• [Required work]: In the records below, one line contains "Task: one point marks each instance of the duck's". Print that line and every line after it exactly, down to the final one.

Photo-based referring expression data
-- Opening Marker --

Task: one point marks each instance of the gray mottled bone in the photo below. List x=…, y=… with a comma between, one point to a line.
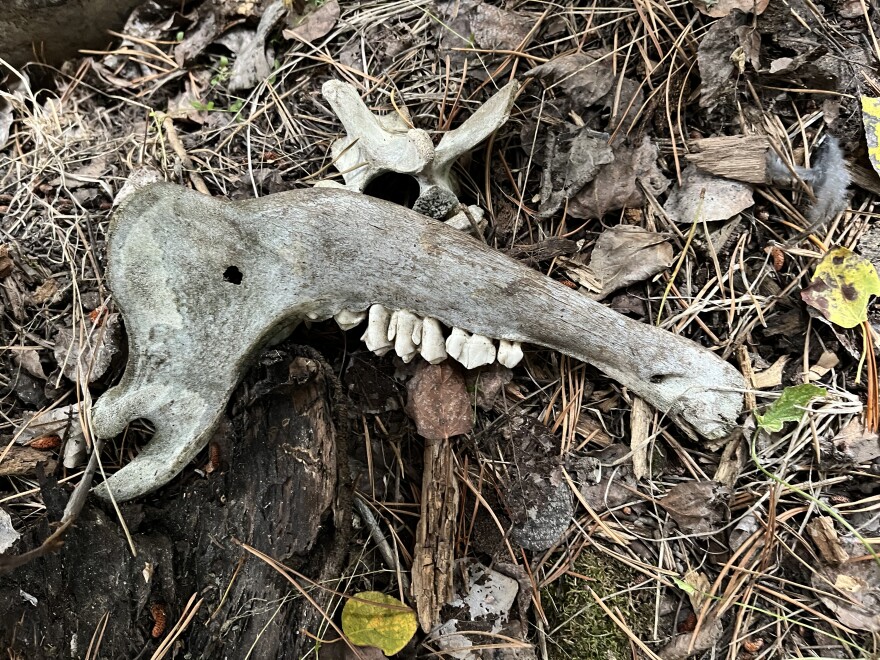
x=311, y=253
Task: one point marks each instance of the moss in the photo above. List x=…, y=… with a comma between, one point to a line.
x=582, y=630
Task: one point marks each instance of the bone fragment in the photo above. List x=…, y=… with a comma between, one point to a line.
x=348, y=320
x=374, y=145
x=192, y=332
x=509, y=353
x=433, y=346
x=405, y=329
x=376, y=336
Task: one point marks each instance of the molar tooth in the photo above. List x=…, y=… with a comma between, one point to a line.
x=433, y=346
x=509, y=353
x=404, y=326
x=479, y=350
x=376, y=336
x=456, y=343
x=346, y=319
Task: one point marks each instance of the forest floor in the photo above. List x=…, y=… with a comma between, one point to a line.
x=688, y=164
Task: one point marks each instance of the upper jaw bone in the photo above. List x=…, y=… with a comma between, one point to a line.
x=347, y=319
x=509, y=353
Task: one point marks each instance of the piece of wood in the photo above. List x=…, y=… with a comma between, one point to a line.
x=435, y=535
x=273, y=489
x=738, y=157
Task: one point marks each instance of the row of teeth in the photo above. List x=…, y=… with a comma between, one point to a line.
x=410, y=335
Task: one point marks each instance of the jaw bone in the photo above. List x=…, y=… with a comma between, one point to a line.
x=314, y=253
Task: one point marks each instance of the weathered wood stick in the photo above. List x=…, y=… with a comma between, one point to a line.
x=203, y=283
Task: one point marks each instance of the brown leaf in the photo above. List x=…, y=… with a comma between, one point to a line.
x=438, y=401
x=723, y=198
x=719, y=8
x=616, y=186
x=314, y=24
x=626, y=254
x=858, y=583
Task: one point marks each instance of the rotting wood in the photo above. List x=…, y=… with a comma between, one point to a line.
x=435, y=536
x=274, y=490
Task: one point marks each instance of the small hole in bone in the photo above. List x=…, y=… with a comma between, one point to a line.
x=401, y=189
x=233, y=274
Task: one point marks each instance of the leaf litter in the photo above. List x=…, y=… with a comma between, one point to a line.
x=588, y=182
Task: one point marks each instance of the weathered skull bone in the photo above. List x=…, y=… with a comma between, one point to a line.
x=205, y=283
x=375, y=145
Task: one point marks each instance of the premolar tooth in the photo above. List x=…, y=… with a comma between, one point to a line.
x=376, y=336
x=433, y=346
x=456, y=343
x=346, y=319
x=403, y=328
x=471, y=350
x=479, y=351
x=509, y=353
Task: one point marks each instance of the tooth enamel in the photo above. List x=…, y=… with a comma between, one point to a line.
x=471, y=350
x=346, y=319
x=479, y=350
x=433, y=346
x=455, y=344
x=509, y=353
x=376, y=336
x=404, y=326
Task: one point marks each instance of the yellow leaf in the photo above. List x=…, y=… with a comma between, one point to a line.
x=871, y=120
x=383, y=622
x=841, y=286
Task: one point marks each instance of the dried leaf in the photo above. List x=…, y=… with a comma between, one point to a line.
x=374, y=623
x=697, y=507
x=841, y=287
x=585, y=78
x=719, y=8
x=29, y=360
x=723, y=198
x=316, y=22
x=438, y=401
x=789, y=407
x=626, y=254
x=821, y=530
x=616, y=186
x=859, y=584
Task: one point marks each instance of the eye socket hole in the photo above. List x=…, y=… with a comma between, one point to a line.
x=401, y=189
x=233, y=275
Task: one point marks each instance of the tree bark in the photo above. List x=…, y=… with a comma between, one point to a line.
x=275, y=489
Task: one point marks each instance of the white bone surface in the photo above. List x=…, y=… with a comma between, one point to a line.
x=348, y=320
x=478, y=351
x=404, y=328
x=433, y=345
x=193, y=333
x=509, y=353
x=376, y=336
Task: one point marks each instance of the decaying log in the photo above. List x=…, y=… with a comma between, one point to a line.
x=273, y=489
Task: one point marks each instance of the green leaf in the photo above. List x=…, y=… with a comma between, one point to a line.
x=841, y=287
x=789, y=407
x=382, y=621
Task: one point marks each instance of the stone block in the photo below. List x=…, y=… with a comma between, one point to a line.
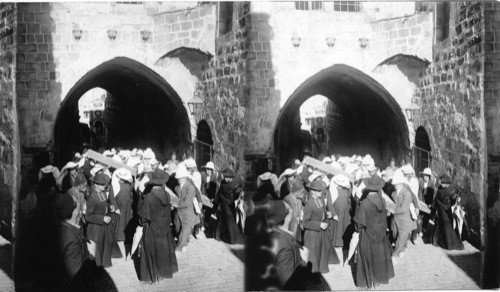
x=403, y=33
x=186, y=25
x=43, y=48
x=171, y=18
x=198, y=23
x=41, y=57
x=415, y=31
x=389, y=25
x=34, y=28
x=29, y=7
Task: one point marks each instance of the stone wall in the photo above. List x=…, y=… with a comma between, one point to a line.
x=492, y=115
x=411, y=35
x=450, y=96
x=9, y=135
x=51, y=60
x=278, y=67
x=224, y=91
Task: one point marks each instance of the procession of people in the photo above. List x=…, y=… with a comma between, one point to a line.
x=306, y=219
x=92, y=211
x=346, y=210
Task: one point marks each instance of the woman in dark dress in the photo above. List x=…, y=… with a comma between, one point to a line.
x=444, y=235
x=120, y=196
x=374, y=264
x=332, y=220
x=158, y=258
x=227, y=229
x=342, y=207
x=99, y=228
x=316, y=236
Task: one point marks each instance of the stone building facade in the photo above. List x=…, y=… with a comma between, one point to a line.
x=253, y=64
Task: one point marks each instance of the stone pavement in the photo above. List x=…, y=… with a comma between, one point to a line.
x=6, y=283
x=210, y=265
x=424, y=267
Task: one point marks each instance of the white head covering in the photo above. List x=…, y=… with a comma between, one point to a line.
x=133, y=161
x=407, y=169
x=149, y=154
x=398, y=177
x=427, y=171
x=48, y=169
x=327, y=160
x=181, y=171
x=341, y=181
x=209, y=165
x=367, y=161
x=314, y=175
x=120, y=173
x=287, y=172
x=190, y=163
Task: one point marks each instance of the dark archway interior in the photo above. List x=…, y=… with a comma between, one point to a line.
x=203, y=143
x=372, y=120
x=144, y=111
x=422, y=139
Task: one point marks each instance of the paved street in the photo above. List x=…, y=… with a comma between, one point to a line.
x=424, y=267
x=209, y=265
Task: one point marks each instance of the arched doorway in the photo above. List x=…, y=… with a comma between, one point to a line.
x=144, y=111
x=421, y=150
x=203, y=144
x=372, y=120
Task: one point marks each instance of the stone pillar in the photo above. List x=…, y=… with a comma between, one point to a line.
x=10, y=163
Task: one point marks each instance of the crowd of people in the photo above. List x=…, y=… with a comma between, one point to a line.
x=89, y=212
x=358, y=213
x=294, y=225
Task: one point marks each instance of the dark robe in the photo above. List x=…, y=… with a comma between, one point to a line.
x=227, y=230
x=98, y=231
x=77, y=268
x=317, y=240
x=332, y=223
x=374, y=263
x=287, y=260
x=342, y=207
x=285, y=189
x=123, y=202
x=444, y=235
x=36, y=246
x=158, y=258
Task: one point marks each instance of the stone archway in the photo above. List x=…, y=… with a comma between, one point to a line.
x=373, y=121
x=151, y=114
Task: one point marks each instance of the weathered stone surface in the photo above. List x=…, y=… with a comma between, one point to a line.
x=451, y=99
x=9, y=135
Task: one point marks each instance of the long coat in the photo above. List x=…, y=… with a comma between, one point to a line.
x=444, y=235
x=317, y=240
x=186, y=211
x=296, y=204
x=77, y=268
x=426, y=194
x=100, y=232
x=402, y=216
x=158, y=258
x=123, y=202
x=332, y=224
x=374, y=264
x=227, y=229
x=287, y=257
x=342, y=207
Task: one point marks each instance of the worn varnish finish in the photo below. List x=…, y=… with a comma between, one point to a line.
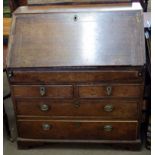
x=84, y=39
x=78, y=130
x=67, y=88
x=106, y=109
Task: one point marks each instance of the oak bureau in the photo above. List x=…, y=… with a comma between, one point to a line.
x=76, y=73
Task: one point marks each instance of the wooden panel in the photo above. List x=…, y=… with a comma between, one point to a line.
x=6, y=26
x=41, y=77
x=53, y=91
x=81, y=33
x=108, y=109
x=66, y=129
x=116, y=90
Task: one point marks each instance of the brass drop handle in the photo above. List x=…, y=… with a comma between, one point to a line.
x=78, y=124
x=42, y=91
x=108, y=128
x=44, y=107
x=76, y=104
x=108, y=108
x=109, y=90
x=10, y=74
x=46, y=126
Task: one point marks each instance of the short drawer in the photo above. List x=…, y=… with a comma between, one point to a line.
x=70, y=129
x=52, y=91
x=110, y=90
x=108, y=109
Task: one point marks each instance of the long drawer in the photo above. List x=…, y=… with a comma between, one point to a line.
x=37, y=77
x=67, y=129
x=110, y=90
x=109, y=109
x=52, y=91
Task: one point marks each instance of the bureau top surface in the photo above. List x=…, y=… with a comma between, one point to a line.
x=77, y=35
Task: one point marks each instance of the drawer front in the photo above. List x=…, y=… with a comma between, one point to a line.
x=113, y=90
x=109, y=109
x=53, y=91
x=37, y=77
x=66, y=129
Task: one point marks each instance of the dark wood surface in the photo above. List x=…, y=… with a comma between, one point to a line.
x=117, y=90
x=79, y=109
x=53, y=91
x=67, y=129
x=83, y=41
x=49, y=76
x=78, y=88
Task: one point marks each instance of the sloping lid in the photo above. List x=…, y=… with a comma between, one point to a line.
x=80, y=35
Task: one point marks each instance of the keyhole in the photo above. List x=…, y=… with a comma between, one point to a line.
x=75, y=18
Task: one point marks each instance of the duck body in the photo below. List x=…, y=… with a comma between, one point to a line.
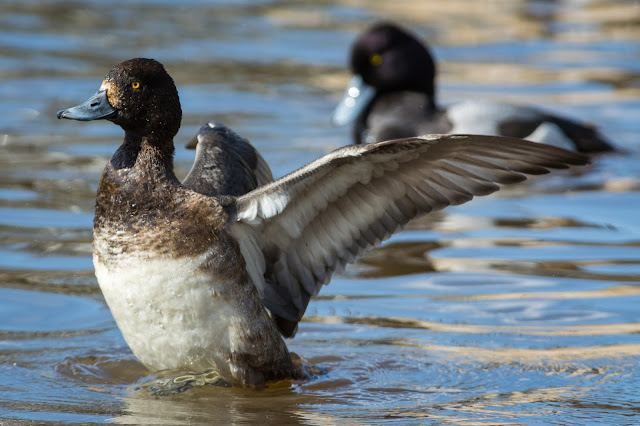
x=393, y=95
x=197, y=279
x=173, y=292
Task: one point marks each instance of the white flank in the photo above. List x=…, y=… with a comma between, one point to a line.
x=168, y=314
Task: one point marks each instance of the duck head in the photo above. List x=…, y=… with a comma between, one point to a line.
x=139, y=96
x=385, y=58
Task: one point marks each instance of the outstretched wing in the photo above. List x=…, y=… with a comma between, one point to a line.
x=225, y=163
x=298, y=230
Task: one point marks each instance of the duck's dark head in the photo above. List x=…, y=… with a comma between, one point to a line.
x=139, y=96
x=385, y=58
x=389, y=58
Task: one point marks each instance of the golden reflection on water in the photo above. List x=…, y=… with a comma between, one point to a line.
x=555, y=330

-- Closing Marker --

• [Solution below]:
Task: one point marks each instance of the duck's dark head in the photo above. List x=…, y=… with a comma between, one point to a line.
x=139, y=96
x=385, y=58
x=389, y=58
Task: one point marks each instance of the golden reflection on water in the photo above. List x=…, y=… with a comma between, one point to a line.
x=555, y=330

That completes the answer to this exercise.